Given problem 1
Answer these questions from the Rome pilgrimage passage, please:
(a) On which dates did the pilgrimage to Rome take place?
(b) How many traditional Catholics filled the basilicas?
(c) Which pilgrimage are readers living in the Midwest invited to join?
Given problem 2
Render this sentence from the Rome pilgrimage passage in Spanish: "You can all be a part of this living of the Faith, by participating in the numerous retreats and pilgrimages organized throughout the District."

First of all, a word of gratitude for the magnificent pilgrimage to Rome, led by H.E. Bishop Fellay and the bishops and priests of the Society from August 8-10. It was a great grace to be present. The basilicas of St. Peter and St. Paul outside the walls, St. Mary Major and St. John Lateran were filled with 5,250 traditional Catholics (and their demeanor, prayerfulness and modesty left no doubt as to who was traditional and who was not), of whom 1,000 subsequently performed the 15 mile pilgrimage of the Seven Basilicas through the crowded streets of Rome. Over an hour to pass through the holy doors, and another hour in prayer in each basilica, it was a profession of our Faith in eternal Rome and a gauntlet laid at the feet of the modernists. Where else is the Faith truly prayed, as it is prayed by traditional Catholics? You can all be a part of this living of the Faith, by participating in the numerous retreats and pilgrimages organized throughout the District. In particular, I would like to take the opportunity of inviting those of you who live in the Midwest to participate in the Starkenburg pilgrimage.

Material shown

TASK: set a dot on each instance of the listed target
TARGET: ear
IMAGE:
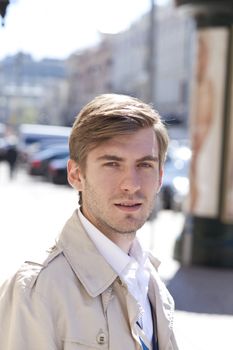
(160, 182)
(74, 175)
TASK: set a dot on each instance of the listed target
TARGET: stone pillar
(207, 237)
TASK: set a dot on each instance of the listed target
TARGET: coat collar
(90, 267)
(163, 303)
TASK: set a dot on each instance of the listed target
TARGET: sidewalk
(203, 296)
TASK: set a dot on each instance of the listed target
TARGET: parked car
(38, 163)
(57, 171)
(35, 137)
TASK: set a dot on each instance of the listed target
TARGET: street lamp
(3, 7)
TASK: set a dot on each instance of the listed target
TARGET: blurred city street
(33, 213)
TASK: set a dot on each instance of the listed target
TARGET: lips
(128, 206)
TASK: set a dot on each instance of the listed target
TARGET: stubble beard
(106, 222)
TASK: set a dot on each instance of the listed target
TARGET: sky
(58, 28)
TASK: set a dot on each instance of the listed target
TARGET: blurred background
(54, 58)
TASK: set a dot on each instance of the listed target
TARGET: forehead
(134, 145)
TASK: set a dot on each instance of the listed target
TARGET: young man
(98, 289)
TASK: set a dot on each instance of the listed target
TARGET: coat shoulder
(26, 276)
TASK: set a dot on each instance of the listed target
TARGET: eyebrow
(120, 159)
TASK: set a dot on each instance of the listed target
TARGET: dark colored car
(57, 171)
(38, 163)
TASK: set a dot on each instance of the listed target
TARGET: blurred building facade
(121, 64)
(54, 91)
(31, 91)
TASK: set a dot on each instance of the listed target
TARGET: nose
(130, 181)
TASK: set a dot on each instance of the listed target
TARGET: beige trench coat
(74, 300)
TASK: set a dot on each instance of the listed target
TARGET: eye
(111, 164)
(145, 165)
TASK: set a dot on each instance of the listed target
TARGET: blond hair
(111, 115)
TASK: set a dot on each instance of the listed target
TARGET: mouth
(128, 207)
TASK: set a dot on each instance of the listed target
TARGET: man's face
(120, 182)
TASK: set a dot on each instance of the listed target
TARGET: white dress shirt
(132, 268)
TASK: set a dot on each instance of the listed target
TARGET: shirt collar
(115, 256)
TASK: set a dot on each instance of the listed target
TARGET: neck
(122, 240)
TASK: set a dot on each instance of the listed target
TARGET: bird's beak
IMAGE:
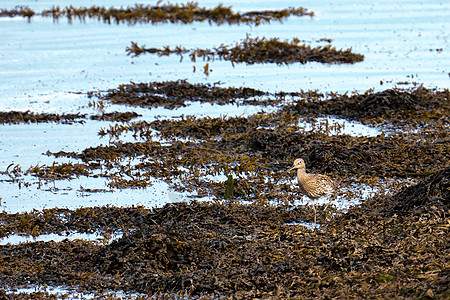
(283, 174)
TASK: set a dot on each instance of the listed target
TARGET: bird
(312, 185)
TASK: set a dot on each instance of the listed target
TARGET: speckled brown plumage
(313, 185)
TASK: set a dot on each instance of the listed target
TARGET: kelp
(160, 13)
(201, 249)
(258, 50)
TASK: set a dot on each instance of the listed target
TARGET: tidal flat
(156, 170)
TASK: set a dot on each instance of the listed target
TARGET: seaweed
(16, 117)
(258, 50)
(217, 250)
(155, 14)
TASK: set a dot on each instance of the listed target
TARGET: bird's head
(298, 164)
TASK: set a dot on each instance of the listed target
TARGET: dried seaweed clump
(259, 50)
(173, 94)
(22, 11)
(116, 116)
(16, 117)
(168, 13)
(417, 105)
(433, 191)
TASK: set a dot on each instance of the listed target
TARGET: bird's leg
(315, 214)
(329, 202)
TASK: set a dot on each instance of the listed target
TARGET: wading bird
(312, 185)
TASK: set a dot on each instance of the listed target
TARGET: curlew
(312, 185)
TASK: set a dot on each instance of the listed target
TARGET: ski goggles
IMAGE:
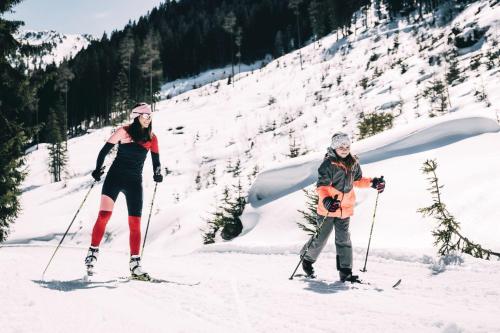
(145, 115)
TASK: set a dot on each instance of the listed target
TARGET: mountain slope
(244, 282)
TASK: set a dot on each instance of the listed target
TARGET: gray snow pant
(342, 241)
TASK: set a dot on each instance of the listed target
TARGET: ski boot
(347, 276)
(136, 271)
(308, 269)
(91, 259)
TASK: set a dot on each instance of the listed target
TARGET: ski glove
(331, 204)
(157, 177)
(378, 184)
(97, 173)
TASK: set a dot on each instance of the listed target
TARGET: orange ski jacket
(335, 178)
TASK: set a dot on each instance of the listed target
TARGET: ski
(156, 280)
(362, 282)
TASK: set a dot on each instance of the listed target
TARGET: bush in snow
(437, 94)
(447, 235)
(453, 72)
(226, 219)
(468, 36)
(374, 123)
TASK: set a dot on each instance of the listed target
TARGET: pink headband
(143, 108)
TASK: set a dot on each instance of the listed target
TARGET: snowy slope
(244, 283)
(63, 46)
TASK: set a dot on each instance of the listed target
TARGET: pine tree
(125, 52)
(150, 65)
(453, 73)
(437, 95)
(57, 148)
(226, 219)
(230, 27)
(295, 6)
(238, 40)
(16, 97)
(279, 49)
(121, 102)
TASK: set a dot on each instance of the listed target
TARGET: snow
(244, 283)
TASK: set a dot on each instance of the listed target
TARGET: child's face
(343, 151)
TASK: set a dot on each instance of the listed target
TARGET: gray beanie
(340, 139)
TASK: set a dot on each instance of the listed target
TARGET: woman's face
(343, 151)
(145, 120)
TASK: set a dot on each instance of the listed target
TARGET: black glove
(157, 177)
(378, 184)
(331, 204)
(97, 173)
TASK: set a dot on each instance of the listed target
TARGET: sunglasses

Written reply 1
(a) August 8-10
(b) 5,250
(c) The Starkenburg pilgrimage

Written reply 2
Todos ustedes pueden formar parte de esta vivencia de la Fe, participando en los numerosos retiros y peregrinaciones organizados en todo el Distrito.